## Supplied data:
══════════

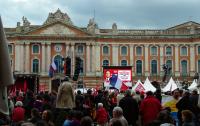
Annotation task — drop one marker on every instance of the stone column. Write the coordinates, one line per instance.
(72, 58)
(192, 60)
(132, 59)
(22, 61)
(95, 54)
(27, 58)
(146, 59)
(17, 57)
(43, 58)
(97, 61)
(161, 59)
(87, 58)
(48, 56)
(115, 55)
(177, 72)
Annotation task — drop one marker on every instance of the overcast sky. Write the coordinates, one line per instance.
(127, 14)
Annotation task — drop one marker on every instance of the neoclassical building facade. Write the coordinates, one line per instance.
(33, 47)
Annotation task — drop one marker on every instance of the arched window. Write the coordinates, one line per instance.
(10, 49)
(184, 51)
(169, 51)
(123, 50)
(138, 51)
(35, 66)
(105, 63)
(139, 67)
(124, 63)
(58, 62)
(35, 49)
(198, 66)
(154, 51)
(80, 49)
(154, 67)
(105, 50)
(184, 67)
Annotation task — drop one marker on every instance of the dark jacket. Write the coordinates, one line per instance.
(130, 109)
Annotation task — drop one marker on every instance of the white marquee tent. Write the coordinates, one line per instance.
(148, 86)
(171, 86)
(193, 86)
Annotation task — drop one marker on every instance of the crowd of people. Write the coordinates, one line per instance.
(102, 108)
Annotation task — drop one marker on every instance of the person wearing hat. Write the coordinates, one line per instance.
(18, 112)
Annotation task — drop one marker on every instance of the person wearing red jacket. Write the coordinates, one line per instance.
(101, 115)
(149, 108)
(18, 112)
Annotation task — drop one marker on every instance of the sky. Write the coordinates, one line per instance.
(127, 14)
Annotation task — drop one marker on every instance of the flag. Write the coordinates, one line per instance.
(124, 87)
(140, 88)
(25, 86)
(6, 77)
(115, 81)
(52, 69)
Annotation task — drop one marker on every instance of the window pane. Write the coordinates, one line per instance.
(105, 50)
(35, 49)
(124, 50)
(80, 49)
(35, 66)
(154, 67)
(169, 51)
(105, 63)
(10, 49)
(123, 63)
(58, 62)
(184, 51)
(139, 67)
(138, 51)
(184, 67)
(153, 51)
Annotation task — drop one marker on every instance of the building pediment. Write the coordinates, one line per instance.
(58, 28)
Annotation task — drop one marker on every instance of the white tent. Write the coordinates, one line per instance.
(171, 86)
(193, 85)
(148, 86)
(138, 85)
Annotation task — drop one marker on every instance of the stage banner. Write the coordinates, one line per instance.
(115, 77)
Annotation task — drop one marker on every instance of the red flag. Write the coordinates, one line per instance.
(140, 88)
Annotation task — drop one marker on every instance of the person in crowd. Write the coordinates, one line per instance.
(136, 96)
(187, 118)
(158, 95)
(101, 115)
(35, 116)
(120, 96)
(18, 113)
(164, 118)
(79, 99)
(149, 108)
(68, 119)
(118, 115)
(130, 108)
(172, 104)
(47, 116)
(86, 121)
(65, 97)
(183, 104)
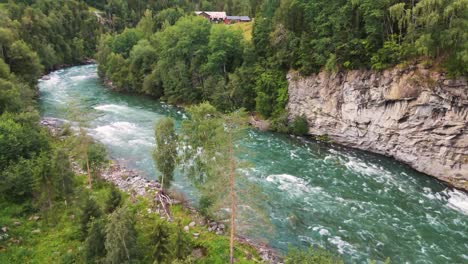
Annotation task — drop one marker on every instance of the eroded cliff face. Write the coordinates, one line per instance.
(415, 115)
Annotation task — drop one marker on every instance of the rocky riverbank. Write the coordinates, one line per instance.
(416, 115)
(131, 182)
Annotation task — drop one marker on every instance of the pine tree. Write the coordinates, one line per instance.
(182, 245)
(89, 211)
(114, 200)
(64, 174)
(165, 153)
(44, 182)
(161, 242)
(95, 249)
(211, 158)
(121, 237)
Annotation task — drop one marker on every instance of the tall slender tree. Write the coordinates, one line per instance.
(165, 153)
(161, 242)
(121, 237)
(64, 174)
(210, 154)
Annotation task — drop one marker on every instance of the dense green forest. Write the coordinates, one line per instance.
(184, 59)
(160, 48)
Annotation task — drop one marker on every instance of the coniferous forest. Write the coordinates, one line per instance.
(54, 207)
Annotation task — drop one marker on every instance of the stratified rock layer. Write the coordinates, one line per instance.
(415, 115)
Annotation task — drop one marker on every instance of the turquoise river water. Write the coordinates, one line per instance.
(359, 205)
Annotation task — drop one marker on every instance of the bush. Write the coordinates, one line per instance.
(299, 126)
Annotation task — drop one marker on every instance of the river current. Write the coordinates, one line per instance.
(357, 204)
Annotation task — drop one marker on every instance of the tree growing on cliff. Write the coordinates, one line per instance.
(121, 237)
(95, 249)
(89, 211)
(160, 239)
(209, 143)
(165, 153)
(63, 174)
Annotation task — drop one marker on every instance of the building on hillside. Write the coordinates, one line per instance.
(236, 19)
(215, 17)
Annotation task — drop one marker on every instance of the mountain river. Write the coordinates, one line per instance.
(360, 205)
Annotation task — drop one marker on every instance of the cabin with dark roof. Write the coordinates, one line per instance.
(236, 19)
(215, 17)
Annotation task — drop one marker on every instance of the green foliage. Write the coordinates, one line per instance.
(165, 153)
(271, 88)
(24, 62)
(121, 237)
(114, 200)
(182, 245)
(311, 256)
(63, 174)
(20, 137)
(95, 250)
(160, 239)
(299, 126)
(97, 157)
(89, 211)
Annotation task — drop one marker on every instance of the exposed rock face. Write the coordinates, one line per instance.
(415, 115)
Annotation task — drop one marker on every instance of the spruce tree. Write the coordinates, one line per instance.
(114, 200)
(182, 245)
(121, 237)
(89, 211)
(64, 174)
(161, 243)
(95, 249)
(165, 153)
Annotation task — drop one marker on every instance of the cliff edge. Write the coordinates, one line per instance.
(416, 115)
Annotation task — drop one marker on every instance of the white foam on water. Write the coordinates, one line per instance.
(113, 108)
(83, 77)
(143, 142)
(457, 200)
(293, 184)
(342, 246)
(117, 133)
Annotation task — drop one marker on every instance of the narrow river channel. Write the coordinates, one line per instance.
(357, 204)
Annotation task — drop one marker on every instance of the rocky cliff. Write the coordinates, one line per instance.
(415, 115)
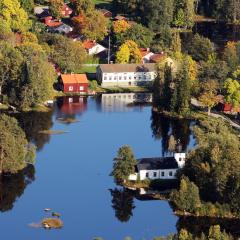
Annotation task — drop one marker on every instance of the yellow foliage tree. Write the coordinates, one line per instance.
(123, 55)
(120, 26)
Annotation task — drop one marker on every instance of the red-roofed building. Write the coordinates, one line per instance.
(74, 83)
(92, 47)
(66, 11)
(146, 54)
(52, 23)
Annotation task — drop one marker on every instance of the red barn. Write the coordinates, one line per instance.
(66, 11)
(76, 83)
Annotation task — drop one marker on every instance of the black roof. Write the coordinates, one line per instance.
(157, 163)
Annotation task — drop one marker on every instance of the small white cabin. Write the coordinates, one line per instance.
(158, 168)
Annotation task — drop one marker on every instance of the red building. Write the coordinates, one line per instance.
(66, 11)
(77, 83)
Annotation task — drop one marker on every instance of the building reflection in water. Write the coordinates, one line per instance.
(120, 101)
(170, 130)
(70, 107)
(12, 187)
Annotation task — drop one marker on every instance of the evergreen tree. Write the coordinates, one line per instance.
(124, 164)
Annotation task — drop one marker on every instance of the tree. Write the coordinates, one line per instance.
(128, 53)
(232, 88)
(120, 26)
(122, 203)
(200, 48)
(14, 15)
(93, 25)
(15, 152)
(137, 33)
(83, 6)
(230, 55)
(123, 55)
(124, 164)
(27, 5)
(56, 7)
(208, 96)
(187, 198)
(69, 55)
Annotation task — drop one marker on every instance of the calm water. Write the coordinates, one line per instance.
(71, 174)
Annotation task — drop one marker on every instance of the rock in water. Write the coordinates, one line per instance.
(52, 223)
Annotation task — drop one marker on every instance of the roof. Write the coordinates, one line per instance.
(157, 57)
(157, 163)
(144, 51)
(88, 44)
(74, 78)
(112, 68)
(119, 17)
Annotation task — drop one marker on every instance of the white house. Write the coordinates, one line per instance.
(126, 74)
(63, 28)
(158, 168)
(93, 47)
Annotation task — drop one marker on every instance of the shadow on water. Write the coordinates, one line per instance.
(202, 224)
(163, 128)
(33, 123)
(122, 203)
(12, 187)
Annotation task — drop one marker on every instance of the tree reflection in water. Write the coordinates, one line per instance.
(122, 203)
(33, 123)
(202, 224)
(13, 186)
(164, 127)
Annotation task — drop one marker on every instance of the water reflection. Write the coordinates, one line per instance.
(165, 128)
(202, 224)
(70, 107)
(122, 203)
(13, 186)
(121, 101)
(33, 123)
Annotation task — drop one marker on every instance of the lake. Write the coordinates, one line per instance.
(71, 174)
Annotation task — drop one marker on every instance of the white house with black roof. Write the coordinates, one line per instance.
(158, 168)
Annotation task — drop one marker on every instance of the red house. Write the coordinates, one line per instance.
(66, 11)
(76, 83)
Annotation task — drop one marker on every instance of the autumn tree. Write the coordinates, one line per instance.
(200, 48)
(56, 7)
(120, 26)
(187, 198)
(124, 164)
(93, 25)
(123, 54)
(14, 15)
(15, 152)
(83, 6)
(76, 54)
(208, 96)
(232, 88)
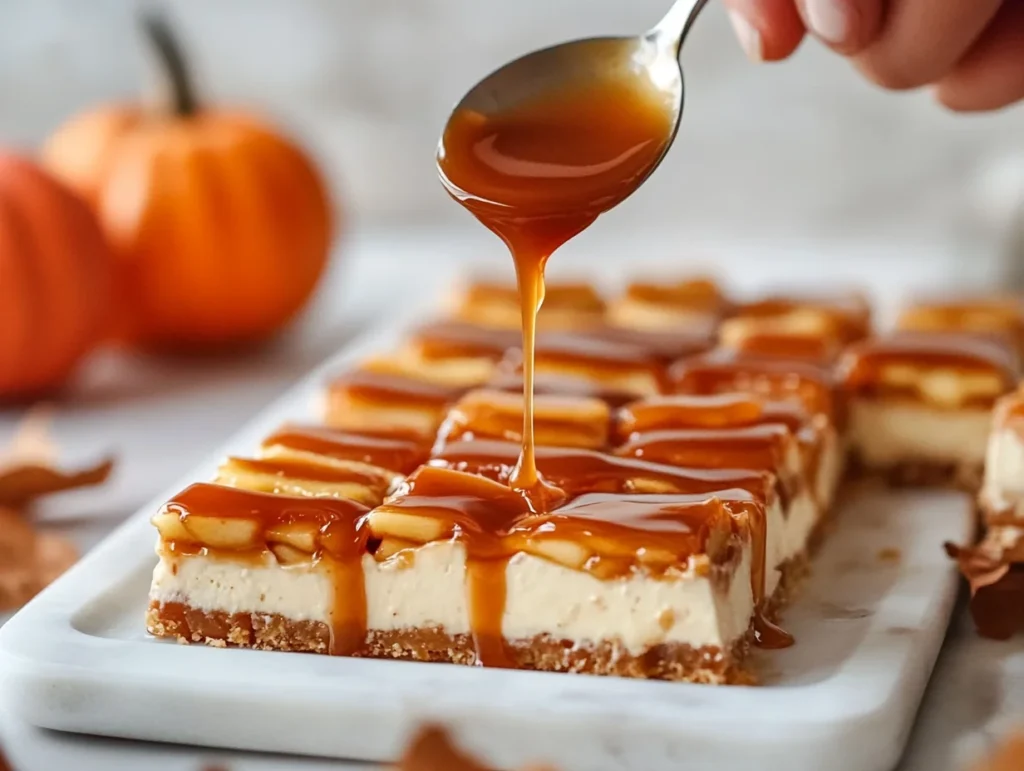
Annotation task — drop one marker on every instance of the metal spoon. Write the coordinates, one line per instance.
(651, 59)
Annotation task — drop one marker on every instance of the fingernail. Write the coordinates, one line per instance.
(750, 38)
(833, 20)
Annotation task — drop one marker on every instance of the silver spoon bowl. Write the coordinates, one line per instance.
(650, 59)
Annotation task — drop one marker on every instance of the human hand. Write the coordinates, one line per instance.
(970, 51)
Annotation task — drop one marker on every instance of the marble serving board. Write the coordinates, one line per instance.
(868, 623)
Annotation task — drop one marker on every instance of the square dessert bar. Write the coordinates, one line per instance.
(684, 489)
(1001, 496)
(921, 403)
(985, 315)
(669, 305)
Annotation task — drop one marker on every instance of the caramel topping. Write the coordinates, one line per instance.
(540, 172)
(693, 294)
(944, 369)
(558, 419)
(401, 456)
(847, 316)
(560, 383)
(761, 446)
(619, 534)
(240, 521)
(663, 345)
(385, 388)
(442, 340)
(579, 471)
(999, 315)
(716, 411)
(558, 296)
(763, 337)
(723, 371)
(302, 475)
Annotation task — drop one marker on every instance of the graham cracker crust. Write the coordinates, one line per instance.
(675, 661)
(921, 474)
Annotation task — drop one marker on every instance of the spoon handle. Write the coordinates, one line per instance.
(672, 30)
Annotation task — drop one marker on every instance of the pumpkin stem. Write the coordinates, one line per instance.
(180, 96)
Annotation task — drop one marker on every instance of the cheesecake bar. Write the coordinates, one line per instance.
(496, 303)
(1001, 496)
(921, 403)
(669, 305)
(845, 316)
(984, 315)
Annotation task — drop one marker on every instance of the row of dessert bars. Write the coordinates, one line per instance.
(691, 445)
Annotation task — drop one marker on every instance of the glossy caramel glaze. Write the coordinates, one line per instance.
(692, 294)
(725, 371)
(863, 366)
(849, 316)
(394, 390)
(760, 446)
(581, 471)
(401, 456)
(558, 419)
(510, 379)
(610, 536)
(665, 346)
(996, 315)
(714, 411)
(540, 172)
(441, 340)
(340, 542)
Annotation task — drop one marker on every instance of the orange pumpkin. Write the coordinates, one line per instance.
(54, 279)
(220, 226)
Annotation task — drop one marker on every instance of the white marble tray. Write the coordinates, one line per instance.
(868, 626)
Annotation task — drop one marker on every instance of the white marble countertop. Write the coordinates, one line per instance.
(160, 418)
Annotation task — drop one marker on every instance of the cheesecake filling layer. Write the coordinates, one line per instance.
(888, 432)
(425, 588)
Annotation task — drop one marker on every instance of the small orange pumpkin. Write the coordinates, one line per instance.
(220, 226)
(54, 280)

══════════

## To do:
Word for word, quote the lines from the line containing "of the orange" through the end of the material, both included, and nothing else.

## The reply:
Annotation task — drop one marker on every instance of the orange pumpkin. Write the coordinates, one line per instance.
(54, 279)
(220, 226)
Annotation task — drop one marker on every instance of the white marble tray. Write the coordinates, one line per instance.
(868, 626)
Annotation task — drop one marker on every instance of the white marble countertop. Write the coordinates, one line per instance.
(160, 418)
Annotation task — drop one marker on every instance of the cheesecake filling layer. Write the coordinates, one line per instance.
(888, 432)
(425, 588)
Annotation task — drop one marker on every instance of the small orange pumpkin. Write the coordinates, one line per instance.
(220, 226)
(54, 280)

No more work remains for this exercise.